• _INSTRUCTIONS_:
1. Reproduce the article about the Kuwaiti workers' pay protest starting at the words "It may be recalled" and stopping after "insurance and residency fees.", with "government" in place of "ministry".
2. Write what comes next in the article about the Kuwaiti workers' pay protest, picking up after its last sentence.

• _PASSAGE PROVIDED_:
########
Thousands of Kuwaiti workers protest ‘non-payment’


“We have asked the officials of the two companies to provide us the exact number of Bangladeshi workers employed by them,” he added. The official added that the embassy is exerting all-out efforts to resolve the workers’ grievances and that he was hopeful that the Ministry of Social Affairs and Labour would take strict action against the two erring companies.

It may be recalled that the ministry recently set a minimum wage of KD 40 to laborers to be paid without any deductions, even as the ministry recently closed down at least five companies for violating labour laws. A striking cleaner, who identified himself as Abdul Hameed, told the Arab Times that his company has not been paid its workers salary for over two months and that the company was also using pressure tactics to make them pay the insurance and residency fees.

“We tried all possible ways to resolve our problems with the company in an amicable manner but to no avail. Some supervisors are harassing workers who refuse to pay the medical and residency fees. They are being shuffled from one department to another and this has been going on for sometime now.”

He also added that the company has turned a blind eye to their constant complaints about the abominable living conditions at the camp, even as he said that some air conditioning units had broken down with the company showing little concern in having them fixed.

Another worker of the company, H. Rehman said that the embassy has been slow on acting on their complaints and added that the workers will not call off the strike unless all their demands are fulfilled. The embassy official observed that the residencies of about 170 striking Bangladeshi workers of a cleaning company have expired and the company has refused to renew the same. “The project on which the said workers were working on got over, and the company despite several reminders have not taken any initiative to renew the residencies. The company is accusing these workers of fomenting the strike.”
########
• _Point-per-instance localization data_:

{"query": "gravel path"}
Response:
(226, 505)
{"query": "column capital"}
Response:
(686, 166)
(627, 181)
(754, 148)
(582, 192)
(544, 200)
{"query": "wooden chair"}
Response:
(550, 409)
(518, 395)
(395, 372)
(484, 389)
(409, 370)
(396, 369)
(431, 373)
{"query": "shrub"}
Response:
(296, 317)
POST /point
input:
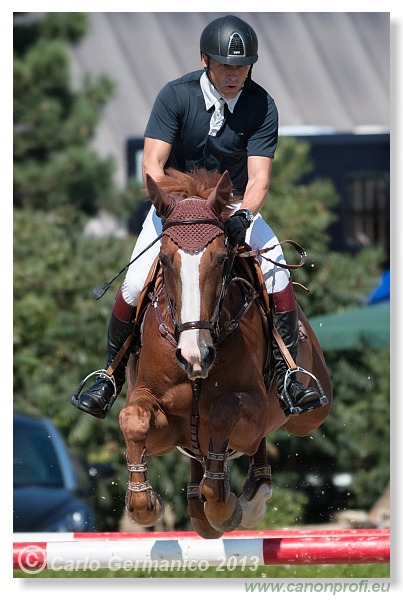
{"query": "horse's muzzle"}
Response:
(195, 353)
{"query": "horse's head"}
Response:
(194, 259)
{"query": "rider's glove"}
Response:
(236, 227)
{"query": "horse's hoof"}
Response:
(230, 524)
(158, 505)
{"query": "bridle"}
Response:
(211, 325)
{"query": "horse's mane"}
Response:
(198, 183)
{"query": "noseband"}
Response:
(209, 325)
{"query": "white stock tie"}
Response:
(217, 118)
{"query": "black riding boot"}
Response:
(285, 320)
(99, 398)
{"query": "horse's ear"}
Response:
(163, 203)
(219, 197)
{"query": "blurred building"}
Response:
(328, 73)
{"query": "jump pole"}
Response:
(182, 552)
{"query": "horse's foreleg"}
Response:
(257, 488)
(143, 505)
(196, 504)
(222, 508)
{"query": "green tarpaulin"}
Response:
(369, 326)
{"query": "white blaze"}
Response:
(188, 341)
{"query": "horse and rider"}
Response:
(218, 119)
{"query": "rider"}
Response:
(220, 119)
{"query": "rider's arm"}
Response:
(155, 155)
(259, 172)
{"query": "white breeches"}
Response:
(259, 235)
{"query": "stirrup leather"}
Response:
(290, 409)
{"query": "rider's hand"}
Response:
(235, 229)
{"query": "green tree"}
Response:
(60, 330)
(54, 123)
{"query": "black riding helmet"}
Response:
(230, 41)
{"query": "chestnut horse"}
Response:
(199, 383)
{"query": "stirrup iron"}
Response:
(297, 410)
########
• _RESULTS OF THE EXERCISE_:
1.
It may be recalled that the government recently set a minimum wage of KD 40 to laborers to be paid without any deductions, even as the government recently closed down at least five companies for violating labour laws. A striking cleaner, who identified himself as Abdul Hameed, told the Arab Times that his company has not been paid its workers salary for over two months and that the company was also using pressure tactics to make them pay the insurance and residency fees.

2.
He said that the embassy was still getting complaints from workers who alleged that their companies were unlawfully deducting their salaries. Commenting on the strike of Bangladeshi workers placed in the Parliament, he said that the embassy was not aware of the development but will get in touch with the concerned authorities soon. Workers earlier told the Arab Times that some companies are deliberately delaying in stamping their residencies, thereby compelling workers to pay the medical fees.

Meanwhile, MP Ali Al-Deqbasi on Monday underscored the need to hold a special parliamentary session to discuss issues concerning the expatriate workers and urged the government to track down visa traders. Al-Deqbasi explained the problems of expatriate workers led to a crisis witnessed in Kuwait last month when several laborers went on strike to demand higher pay and better living conditions. He reiterated his support to the proposed special parliamentary session which, he believes, is an indication of the government’s commitment to solve the issue, particularly imposing harsh penalties on those involved in visa trading.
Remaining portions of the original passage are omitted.